Aufgabe: Tausche in den folgenden Daten „lawn shadow“ gegen „shadow on the grass“ aus und gib sie sonst unverändert wieder. Lass die Bilder in deiner Antwort weg.

Auszug aus dem Datensatz:
########
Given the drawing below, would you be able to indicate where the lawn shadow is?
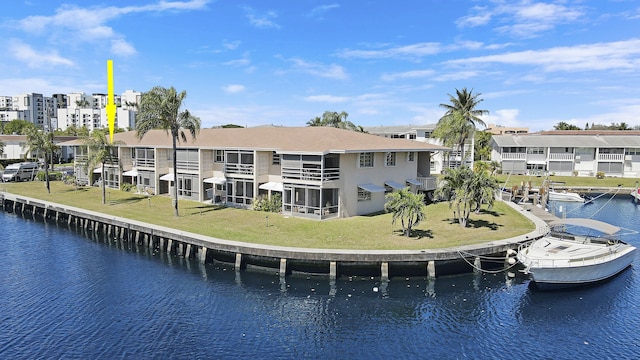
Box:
[467,219,502,230]
[185,205,225,215]
[393,229,433,240]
########
Ergebnis der Aufgabe:
Given the drawing below, would you be able to indicate where the shadow on the grass is?
Box:
[467,219,502,230]
[185,205,225,215]
[393,229,433,240]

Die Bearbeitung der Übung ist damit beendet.